Document passage:
Everyone repeats history. Some repeat the good parts. Others repeat the bad
parts. Learning from history allows us to try to stop repeating the bad parts
and do better with the good parts.

------
pmb
Show me the code. Before I believe this, I'll need to see a codebase that uses
MOVE and not MVC and manages to do things which are not easy in MVC. It's find
to rant and rail against old patterns, but patterns are _de_ scriptive, not
_pre_ scriptive. Once you see a solution that has the same "shape" in a few
different contexts, you might have found a pattern. This puts the cart before
the horse by proposing the pattern before it has been actually used.

------
namank
Umm...what?

What do you think helpers are in PHP MVC frameworks? They are code blocks that
should not go in controllers but are required; like a password generator or
reformatting for print command.

Go use Symfony to see how events and MVC mash up together. They do a good job
in there.

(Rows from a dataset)
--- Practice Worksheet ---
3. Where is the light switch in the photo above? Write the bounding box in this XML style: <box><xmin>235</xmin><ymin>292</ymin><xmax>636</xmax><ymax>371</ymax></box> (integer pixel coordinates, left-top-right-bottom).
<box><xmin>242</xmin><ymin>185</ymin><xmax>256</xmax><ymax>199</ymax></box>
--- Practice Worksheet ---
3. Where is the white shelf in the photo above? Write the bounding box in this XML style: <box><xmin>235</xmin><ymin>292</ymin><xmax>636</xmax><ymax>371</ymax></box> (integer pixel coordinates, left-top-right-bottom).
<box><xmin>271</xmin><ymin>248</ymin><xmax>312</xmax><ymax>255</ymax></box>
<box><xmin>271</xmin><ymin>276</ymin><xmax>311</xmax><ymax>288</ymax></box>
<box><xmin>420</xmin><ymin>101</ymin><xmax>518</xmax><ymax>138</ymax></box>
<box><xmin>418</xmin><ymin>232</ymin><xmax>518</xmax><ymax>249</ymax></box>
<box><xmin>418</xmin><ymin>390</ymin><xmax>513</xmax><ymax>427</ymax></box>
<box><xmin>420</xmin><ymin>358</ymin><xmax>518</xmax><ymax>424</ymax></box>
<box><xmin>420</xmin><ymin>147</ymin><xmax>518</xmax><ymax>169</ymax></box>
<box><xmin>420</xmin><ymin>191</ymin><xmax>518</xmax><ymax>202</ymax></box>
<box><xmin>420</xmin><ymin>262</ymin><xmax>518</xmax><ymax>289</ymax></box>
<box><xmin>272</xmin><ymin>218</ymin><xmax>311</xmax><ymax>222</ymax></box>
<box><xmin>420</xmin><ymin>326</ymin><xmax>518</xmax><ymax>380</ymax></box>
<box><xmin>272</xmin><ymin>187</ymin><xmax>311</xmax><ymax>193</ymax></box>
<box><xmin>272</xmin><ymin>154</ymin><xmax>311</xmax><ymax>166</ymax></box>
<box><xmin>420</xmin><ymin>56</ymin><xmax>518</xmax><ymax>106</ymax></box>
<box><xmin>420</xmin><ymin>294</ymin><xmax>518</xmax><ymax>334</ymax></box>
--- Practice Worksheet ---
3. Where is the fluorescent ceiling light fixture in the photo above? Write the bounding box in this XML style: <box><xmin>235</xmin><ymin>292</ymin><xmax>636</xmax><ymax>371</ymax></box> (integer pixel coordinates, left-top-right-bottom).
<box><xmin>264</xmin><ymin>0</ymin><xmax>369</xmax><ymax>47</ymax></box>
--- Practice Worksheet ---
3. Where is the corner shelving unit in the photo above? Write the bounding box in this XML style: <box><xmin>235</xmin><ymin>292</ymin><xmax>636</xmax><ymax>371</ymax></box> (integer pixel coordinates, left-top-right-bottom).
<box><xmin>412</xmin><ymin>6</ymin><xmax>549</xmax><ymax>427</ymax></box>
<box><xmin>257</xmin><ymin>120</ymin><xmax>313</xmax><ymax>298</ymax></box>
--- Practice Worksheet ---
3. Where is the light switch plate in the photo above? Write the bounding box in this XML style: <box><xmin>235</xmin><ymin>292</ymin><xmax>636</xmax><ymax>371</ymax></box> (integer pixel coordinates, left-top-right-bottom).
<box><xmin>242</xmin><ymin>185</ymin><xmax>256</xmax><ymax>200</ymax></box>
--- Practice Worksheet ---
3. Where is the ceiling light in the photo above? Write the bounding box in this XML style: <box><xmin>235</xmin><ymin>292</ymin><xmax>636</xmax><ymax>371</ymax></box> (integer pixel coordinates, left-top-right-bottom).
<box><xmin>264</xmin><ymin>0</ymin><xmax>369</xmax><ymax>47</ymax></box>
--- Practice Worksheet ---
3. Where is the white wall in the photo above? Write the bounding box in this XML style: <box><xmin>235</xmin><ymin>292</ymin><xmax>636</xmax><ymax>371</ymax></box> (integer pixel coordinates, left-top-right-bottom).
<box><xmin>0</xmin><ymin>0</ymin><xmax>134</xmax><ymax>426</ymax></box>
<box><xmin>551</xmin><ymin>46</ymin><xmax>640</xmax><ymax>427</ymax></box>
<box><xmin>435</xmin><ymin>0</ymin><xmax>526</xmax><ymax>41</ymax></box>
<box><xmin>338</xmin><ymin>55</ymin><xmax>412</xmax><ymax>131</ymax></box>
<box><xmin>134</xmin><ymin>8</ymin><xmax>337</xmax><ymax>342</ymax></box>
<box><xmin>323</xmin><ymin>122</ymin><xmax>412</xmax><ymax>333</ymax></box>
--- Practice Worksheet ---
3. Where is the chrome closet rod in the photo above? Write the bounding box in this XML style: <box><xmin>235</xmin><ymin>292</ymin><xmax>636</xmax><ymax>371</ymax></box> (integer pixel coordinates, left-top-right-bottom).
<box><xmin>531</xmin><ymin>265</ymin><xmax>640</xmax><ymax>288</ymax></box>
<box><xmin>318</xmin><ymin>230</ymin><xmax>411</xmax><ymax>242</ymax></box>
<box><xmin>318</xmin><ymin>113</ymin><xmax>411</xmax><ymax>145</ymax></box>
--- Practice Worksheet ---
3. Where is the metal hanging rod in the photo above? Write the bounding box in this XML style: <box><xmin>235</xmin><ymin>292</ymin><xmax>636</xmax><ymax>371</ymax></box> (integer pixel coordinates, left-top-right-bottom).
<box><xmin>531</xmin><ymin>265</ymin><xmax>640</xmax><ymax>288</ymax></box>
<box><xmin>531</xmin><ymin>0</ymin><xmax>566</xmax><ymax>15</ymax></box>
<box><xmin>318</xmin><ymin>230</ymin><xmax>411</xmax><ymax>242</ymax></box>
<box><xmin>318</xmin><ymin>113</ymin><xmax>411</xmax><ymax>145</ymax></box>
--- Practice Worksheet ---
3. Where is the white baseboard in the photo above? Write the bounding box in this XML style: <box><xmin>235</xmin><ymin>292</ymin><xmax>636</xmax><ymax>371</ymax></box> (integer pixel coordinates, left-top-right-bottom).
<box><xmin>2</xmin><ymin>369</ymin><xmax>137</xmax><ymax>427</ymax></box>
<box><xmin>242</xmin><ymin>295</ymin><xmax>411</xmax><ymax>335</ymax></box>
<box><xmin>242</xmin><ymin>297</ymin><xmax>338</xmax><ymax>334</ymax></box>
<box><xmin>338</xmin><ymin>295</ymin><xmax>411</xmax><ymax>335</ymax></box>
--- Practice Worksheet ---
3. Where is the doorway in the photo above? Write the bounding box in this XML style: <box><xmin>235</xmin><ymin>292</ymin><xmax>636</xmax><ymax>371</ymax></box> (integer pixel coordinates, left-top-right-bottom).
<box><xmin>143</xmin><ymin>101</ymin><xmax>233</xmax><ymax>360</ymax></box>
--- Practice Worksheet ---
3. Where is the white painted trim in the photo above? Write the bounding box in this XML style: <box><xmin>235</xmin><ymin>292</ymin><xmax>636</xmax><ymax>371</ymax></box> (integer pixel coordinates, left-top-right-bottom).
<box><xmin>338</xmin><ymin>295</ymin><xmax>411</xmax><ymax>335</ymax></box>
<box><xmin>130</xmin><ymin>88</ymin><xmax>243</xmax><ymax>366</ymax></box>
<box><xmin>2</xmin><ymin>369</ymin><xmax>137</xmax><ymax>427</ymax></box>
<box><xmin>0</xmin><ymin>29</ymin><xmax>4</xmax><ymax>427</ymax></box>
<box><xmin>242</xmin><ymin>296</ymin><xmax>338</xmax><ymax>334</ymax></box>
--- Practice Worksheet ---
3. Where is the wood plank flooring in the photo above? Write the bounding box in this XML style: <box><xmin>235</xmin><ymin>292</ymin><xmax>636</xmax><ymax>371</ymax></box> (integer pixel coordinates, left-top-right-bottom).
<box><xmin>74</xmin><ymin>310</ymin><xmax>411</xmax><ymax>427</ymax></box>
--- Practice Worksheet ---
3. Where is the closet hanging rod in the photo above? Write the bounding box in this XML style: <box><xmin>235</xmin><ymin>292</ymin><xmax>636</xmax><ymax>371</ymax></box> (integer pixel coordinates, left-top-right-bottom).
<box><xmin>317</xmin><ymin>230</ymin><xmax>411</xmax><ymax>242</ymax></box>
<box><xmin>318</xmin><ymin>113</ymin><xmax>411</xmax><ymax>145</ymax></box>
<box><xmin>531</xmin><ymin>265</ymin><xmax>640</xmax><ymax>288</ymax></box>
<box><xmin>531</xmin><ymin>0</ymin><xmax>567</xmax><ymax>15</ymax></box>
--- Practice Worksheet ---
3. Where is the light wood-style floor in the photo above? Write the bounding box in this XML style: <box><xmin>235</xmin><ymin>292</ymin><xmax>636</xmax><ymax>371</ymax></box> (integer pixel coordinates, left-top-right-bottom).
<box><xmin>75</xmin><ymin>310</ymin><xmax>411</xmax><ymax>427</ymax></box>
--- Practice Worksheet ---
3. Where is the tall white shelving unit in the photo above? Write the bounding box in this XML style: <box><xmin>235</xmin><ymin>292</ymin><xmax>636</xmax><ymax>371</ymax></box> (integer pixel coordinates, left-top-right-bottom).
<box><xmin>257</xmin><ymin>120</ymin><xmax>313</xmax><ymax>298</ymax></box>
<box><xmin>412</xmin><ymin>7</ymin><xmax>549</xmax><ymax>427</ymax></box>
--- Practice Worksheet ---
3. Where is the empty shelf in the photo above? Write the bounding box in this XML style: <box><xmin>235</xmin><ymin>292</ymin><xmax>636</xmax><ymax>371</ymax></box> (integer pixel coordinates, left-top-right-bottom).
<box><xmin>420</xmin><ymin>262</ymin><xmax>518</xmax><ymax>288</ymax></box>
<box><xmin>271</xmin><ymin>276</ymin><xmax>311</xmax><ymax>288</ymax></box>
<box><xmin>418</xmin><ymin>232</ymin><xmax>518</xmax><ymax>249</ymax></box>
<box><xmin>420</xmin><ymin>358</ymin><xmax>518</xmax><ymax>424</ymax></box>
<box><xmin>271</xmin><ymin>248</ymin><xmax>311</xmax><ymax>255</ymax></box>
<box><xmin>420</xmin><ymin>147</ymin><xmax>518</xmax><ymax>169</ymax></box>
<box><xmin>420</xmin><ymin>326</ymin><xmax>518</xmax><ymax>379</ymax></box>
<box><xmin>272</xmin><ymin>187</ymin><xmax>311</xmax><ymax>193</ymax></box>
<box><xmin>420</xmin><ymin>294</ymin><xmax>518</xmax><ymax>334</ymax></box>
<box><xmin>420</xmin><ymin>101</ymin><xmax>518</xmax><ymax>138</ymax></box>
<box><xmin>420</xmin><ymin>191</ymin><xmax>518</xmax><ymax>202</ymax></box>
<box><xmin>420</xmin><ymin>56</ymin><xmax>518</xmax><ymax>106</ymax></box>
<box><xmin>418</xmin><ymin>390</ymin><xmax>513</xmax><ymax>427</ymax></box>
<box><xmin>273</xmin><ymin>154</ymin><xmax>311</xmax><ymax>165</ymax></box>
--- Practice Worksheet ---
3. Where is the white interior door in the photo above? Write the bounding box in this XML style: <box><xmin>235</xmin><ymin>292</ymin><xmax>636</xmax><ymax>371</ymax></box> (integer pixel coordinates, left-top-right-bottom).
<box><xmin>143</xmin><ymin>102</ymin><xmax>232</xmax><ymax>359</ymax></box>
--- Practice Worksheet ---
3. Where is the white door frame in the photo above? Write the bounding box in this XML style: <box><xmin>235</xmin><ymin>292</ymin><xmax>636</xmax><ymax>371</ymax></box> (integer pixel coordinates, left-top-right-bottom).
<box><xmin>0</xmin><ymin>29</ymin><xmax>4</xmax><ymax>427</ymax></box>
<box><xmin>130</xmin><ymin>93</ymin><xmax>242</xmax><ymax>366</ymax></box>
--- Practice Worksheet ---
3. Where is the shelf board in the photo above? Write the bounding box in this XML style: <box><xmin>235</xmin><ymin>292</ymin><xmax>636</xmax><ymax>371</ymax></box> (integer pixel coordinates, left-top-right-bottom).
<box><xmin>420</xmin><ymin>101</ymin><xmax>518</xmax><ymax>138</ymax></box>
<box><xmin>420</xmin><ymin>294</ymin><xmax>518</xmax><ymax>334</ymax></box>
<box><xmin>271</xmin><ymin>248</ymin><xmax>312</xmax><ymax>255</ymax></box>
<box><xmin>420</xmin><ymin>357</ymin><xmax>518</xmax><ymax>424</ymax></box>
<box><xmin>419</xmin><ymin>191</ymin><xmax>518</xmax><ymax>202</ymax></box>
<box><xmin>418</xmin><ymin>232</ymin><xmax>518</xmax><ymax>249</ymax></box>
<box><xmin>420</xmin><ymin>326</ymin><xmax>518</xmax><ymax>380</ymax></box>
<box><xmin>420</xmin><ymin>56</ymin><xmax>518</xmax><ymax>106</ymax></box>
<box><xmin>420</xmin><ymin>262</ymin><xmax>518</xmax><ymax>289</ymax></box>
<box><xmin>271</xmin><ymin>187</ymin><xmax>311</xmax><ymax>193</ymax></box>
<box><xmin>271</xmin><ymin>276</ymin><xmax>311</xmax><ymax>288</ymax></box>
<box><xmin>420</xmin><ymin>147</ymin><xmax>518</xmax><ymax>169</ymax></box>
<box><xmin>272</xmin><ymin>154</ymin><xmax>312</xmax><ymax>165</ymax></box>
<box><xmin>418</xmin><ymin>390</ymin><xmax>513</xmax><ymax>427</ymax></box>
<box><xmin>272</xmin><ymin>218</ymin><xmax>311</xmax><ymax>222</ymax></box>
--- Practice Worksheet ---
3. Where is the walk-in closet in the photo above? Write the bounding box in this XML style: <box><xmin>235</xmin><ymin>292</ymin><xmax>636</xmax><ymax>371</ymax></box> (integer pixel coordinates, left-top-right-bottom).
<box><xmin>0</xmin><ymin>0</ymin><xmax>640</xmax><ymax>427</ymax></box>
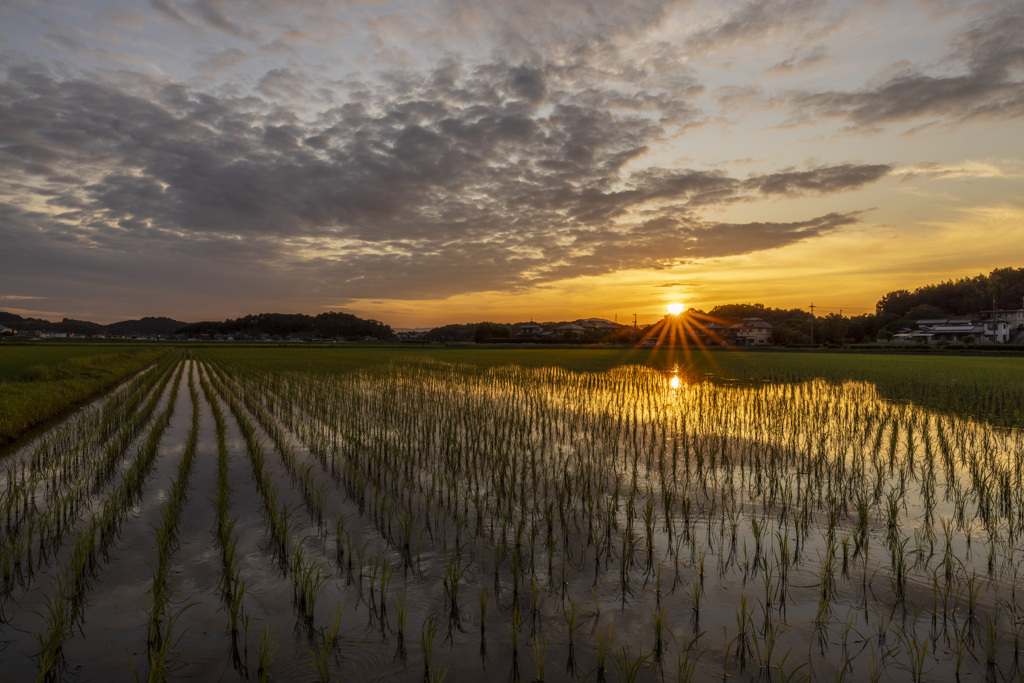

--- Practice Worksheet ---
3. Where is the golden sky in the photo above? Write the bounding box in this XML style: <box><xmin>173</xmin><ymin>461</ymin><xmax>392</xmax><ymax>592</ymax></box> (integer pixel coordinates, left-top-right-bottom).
<box><xmin>0</xmin><ymin>0</ymin><xmax>1024</xmax><ymax>328</ymax></box>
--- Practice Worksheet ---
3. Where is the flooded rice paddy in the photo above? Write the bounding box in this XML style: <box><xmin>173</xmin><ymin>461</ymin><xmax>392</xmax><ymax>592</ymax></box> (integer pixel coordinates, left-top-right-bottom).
<box><xmin>0</xmin><ymin>353</ymin><xmax>1024</xmax><ymax>682</ymax></box>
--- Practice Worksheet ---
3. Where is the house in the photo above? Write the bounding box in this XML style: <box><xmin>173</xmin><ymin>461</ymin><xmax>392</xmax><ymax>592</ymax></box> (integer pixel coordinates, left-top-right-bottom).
<box><xmin>981</xmin><ymin>301</ymin><xmax>1024</xmax><ymax>330</ymax></box>
<box><xmin>890</xmin><ymin>317</ymin><xmax>1010</xmax><ymax>344</ymax></box>
<box><xmin>577</xmin><ymin>317</ymin><xmax>623</xmax><ymax>333</ymax></box>
<box><xmin>552</xmin><ymin>323</ymin><xmax>593</xmax><ymax>337</ymax></box>
<box><xmin>512</xmin><ymin>323</ymin><xmax>544</xmax><ymax>337</ymax></box>
<box><xmin>732</xmin><ymin>317</ymin><xmax>772</xmax><ymax>346</ymax></box>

Problem set:
A - Output the part of the forum thread that opens with the words containing "Everyone repeats history." and closes with "been actually used.", copied verbatim.
B - Translate this sentence from the forum thread into Spanish: "Learning from history allows us to try to stop repeating the bad parts and do better with the good parts."
The rows aren't needed here.

Written responses:
A -
Everyone repeats history. Some repeat the good parts. Others repeat the bad
parts. Learning from history allows us to try to stop repeating the bad parts
and do better with the good parts.

------
pmb
Show me the code. Before I believe this, I'll need to see a codebase that uses
MOVE and not MVC and manages to do things which are not easy in MVC. It's find
to rant and rail against old patterns, but patterns are _de_ scriptive, not
_pre_ scriptive. Once you see a solution that has the same "shape" in a few
different contexts, you might have found a pattern. This puts the cart before
the horse by proposing the pattern before it has been actually used.

B - Aprender de la historia nos permite intentar dejar de repetir las partes malas y hacerlo mejor con las partes buenas.